Task description: Pick out every line below that contains the word "ceiling" and copy each one in full.

--- start of Data provided ---

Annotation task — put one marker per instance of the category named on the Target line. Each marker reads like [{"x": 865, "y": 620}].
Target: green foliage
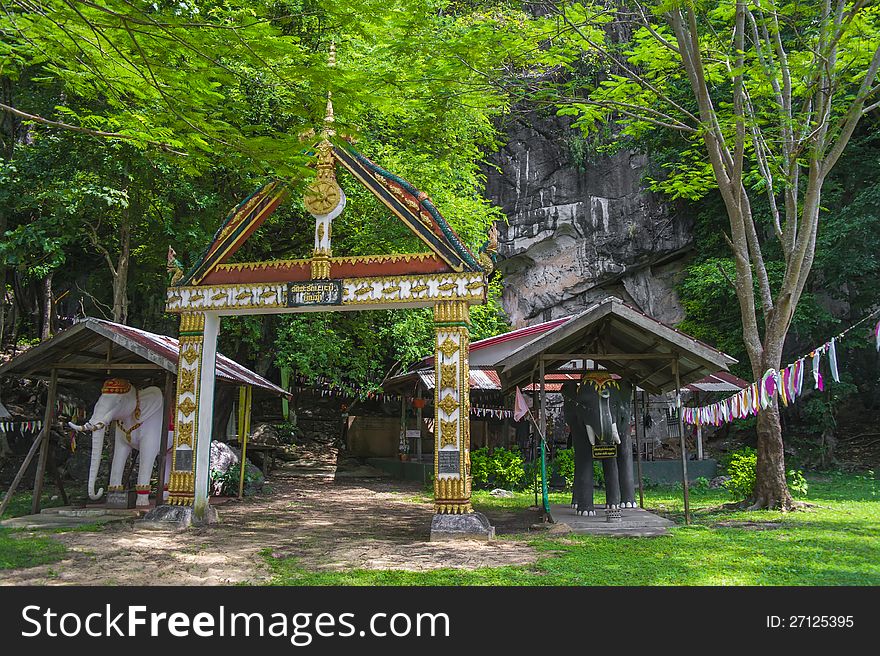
[
  {"x": 502, "y": 468},
  {"x": 226, "y": 483},
  {"x": 797, "y": 483},
  {"x": 740, "y": 467},
  {"x": 701, "y": 483},
  {"x": 563, "y": 465},
  {"x": 741, "y": 464},
  {"x": 843, "y": 527}
]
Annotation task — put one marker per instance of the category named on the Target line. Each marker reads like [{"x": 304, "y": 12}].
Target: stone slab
[
  {"x": 470, "y": 526},
  {"x": 634, "y": 522},
  {"x": 73, "y": 518},
  {"x": 177, "y": 517}
]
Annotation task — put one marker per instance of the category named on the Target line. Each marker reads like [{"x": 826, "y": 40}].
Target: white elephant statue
[{"x": 139, "y": 425}]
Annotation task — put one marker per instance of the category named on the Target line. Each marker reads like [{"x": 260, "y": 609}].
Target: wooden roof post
[
  {"x": 167, "y": 417},
  {"x": 48, "y": 418},
  {"x": 687, "y": 510},
  {"x": 636, "y": 412}
]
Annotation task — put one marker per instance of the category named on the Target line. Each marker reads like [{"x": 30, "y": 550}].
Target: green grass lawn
[
  {"x": 837, "y": 542},
  {"x": 18, "y": 550}
]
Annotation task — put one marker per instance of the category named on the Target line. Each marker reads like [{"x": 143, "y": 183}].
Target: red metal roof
[
  {"x": 480, "y": 379},
  {"x": 519, "y": 333},
  {"x": 537, "y": 329},
  {"x": 721, "y": 381},
  {"x": 168, "y": 347}
]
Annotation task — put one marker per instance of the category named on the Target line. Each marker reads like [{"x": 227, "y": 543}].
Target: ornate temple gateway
[{"x": 447, "y": 276}]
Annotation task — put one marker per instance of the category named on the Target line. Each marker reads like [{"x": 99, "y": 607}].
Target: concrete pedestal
[
  {"x": 178, "y": 517},
  {"x": 121, "y": 499},
  {"x": 471, "y": 526}
]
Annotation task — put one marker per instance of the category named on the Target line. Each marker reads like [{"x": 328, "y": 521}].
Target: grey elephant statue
[
  {"x": 598, "y": 412},
  {"x": 138, "y": 417}
]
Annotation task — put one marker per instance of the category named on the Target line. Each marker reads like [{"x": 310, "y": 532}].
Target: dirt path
[{"x": 325, "y": 523}]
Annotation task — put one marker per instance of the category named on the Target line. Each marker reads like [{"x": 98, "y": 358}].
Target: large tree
[{"x": 764, "y": 97}]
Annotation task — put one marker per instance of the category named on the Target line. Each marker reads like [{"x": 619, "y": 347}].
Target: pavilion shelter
[
  {"x": 614, "y": 336},
  {"x": 81, "y": 357},
  {"x": 490, "y": 413}
]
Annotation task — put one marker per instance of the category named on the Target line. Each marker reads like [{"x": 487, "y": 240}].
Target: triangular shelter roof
[
  {"x": 88, "y": 349},
  {"x": 636, "y": 347},
  {"x": 447, "y": 253}
]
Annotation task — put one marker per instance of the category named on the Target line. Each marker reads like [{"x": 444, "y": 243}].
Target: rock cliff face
[{"x": 576, "y": 236}]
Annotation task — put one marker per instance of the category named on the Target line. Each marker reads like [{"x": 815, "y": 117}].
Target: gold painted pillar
[
  {"x": 181, "y": 484},
  {"x": 452, "y": 463}
]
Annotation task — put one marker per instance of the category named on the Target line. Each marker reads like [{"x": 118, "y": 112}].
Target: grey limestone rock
[
  {"x": 577, "y": 235},
  {"x": 469, "y": 526}
]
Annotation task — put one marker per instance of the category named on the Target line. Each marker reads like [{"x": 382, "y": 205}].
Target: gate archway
[{"x": 447, "y": 277}]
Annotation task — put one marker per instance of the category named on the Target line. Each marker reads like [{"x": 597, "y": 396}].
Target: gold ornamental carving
[
  {"x": 192, "y": 322},
  {"x": 190, "y": 354},
  {"x": 451, "y": 311},
  {"x": 448, "y": 405},
  {"x": 452, "y": 496},
  {"x": 448, "y": 432},
  {"x": 320, "y": 267},
  {"x": 322, "y": 196},
  {"x": 448, "y": 348},
  {"x": 449, "y": 375},
  {"x": 185, "y": 434},
  {"x": 187, "y": 381},
  {"x": 187, "y": 407}
]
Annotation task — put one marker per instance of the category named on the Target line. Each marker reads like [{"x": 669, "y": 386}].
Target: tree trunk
[
  {"x": 771, "y": 488},
  {"x": 120, "y": 279},
  {"x": 46, "y": 317}
]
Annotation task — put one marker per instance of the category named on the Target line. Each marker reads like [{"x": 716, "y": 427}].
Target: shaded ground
[{"x": 326, "y": 524}]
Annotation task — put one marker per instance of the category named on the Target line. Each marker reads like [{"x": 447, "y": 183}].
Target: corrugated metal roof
[
  {"x": 520, "y": 333},
  {"x": 86, "y": 342},
  {"x": 620, "y": 330},
  {"x": 721, "y": 381},
  {"x": 480, "y": 379}
]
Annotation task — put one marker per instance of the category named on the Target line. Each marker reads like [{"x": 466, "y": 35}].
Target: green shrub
[
  {"x": 796, "y": 482},
  {"x": 741, "y": 467},
  {"x": 226, "y": 483},
  {"x": 563, "y": 464},
  {"x": 480, "y": 467},
  {"x": 503, "y": 468}
]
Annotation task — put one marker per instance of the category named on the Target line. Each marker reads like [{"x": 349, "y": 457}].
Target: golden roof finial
[{"x": 329, "y": 119}]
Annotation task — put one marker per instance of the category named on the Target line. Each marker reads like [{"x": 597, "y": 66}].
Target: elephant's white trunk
[{"x": 97, "y": 448}]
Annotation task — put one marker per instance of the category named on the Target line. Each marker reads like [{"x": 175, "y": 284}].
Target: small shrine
[{"x": 447, "y": 276}]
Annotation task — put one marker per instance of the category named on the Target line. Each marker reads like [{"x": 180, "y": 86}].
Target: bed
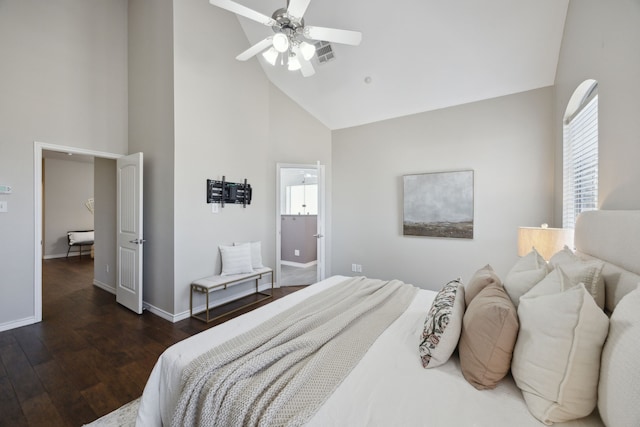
[{"x": 389, "y": 386}]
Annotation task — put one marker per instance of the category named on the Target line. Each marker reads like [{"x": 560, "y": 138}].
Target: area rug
[{"x": 125, "y": 416}]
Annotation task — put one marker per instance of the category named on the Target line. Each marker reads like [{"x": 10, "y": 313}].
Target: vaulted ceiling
[{"x": 417, "y": 56}]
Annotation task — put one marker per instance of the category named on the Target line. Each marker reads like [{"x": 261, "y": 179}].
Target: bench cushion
[{"x": 81, "y": 237}]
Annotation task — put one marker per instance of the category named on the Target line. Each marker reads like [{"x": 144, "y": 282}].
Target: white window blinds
[{"x": 580, "y": 164}]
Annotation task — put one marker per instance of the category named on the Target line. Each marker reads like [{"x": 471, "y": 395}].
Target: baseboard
[
  {"x": 64, "y": 255},
  {"x": 299, "y": 264},
  {"x": 161, "y": 313},
  {"x": 17, "y": 323},
  {"x": 187, "y": 314},
  {"x": 108, "y": 288}
]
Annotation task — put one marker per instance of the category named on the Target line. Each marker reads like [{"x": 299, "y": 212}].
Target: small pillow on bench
[
  {"x": 80, "y": 237},
  {"x": 236, "y": 259}
]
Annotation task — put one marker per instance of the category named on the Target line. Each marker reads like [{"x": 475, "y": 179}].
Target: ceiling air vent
[{"x": 324, "y": 52}]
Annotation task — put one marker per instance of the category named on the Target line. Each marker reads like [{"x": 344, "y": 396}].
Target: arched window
[{"x": 580, "y": 153}]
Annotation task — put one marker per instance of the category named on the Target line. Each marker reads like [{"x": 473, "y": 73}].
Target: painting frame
[{"x": 439, "y": 204}]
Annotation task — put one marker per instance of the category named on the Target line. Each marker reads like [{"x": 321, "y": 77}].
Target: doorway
[
  {"x": 300, "y": 224},
  {"x": 39, "y": 147}
]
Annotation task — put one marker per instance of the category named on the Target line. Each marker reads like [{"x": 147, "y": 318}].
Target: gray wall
[
  {"x": 297, "y": 234},
  {"x": 229, "y": 120},
  {"x": 68, "y": 184},
  {"x": 104, "y": 271},
  {"x": 508, "y": 142},
  {"x": 64, "y": 81},
  {"x": 151, "y": 131},
  {"x": 602, "y": 41}
]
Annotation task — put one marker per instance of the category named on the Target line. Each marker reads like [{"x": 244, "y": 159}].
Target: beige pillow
[
  {"x": 563, "y": 256},
  {"x": 489, "y": 331},
  {"x": 566, "y": 276},
  {"x": 556, "y": 360},
  {"x": 481, "y": 279},
  {"x": 442, "y": 326},
  {"x": 529, "y": 270},
  {"x": 619, "y": 386}
]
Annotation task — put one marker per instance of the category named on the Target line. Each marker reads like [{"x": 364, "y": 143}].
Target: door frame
[
  {"x": 38, "y": 147},
  {"x": 321, "y": 266}
]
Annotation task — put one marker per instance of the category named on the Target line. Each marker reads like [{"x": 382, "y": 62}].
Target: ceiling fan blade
[
  {"x": 255, "y": 49},
  {"x": 239, "y": 9},
  {"x": 333, "y": 35},
  {"x": 297, "y": 8},
  {"x": 306, "y": 68}
]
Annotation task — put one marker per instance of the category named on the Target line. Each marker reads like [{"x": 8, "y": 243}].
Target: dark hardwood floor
[{"x": 88, "y": 356}]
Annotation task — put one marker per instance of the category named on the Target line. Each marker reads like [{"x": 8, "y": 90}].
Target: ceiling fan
[{"x": 289, "y": 44}]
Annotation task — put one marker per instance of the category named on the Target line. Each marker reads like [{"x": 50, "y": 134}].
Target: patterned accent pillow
[{"x": 442, "y": 326}]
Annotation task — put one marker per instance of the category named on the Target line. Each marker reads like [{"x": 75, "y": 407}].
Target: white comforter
[{"x": 388, "y": 387}]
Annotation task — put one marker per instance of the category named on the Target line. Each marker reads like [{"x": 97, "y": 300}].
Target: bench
[
  {"x": 212, "y": 283},
  {"x": 79, "y": 239}
]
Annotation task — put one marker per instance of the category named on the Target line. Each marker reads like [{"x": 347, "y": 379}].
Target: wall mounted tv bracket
[{"x": 228, "y": 192}]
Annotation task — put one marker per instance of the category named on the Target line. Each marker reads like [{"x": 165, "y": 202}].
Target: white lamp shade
[
  {"x": 294, "y": 63},
  {"x": 270, "y": 55},
  {"x": 547, "y": 241},
  {"x": 281, "y": 42},
  {"x": 308, "y": 50}
]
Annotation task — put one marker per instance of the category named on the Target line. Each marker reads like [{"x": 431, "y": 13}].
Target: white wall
[
  {"x": 602, "y": 41},
  {"x": 68, "y": 186},
  {"x": 64, "y": 81},
  {"x": 228, "y": 121},
  {"x": 508, "y": 142}
]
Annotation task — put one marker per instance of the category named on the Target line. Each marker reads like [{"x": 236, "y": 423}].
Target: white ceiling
[{"x": 420, "y": 55}]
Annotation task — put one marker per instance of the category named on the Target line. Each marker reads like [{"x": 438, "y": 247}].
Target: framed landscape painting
[{"x": 439, "y": 204}]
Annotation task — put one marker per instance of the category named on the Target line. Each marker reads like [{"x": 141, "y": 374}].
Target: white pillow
[
  {"x": 236, "y": 259},
  {"x": 619, "y": 386},
  {"x": 556, "y": 360},
  {"x": 572, "y": 264},
  {"x": 256, "y": 254},
  {"x": 442, "y": 326},
  {"x": 81, "y": 237},
  {"x": 566, "y": 276},
  {"x": 529, "y": 270}
]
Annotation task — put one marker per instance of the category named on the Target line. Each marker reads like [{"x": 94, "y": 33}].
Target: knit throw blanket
[{"x": 282, "y": 371}]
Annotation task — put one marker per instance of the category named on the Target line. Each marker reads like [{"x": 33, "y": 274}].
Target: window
[{"x": 580, "y": 153}]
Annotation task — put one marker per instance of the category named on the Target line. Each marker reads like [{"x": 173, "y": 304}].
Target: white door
[
  {"x": 320, "y": 233},
  {"x": 284, "y": 172},
  {"x": 129, "y": 228}
]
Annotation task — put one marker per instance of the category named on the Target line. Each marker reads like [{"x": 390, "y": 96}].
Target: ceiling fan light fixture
[
  {"x": 308, "y": 50},
  {"x": 270, "y": 55},
  {"x": 294, "y": 63},
  {"x": 281, "y": 42}
]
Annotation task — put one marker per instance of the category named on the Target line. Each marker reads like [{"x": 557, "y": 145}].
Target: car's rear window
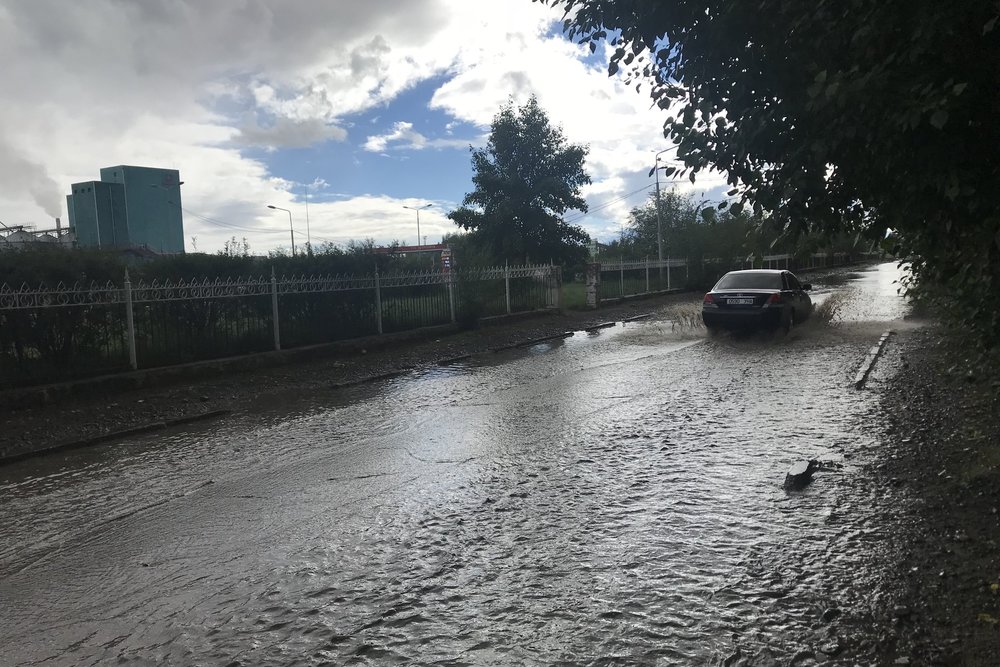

--- end of Data provided ---

Answer to the task:
Target: vaulted ceiling
Target: ceiling air vent
Target: ceiling fan blade
Target: ceiling fan
Target: white ceiling
Target: ceiling fan light fixture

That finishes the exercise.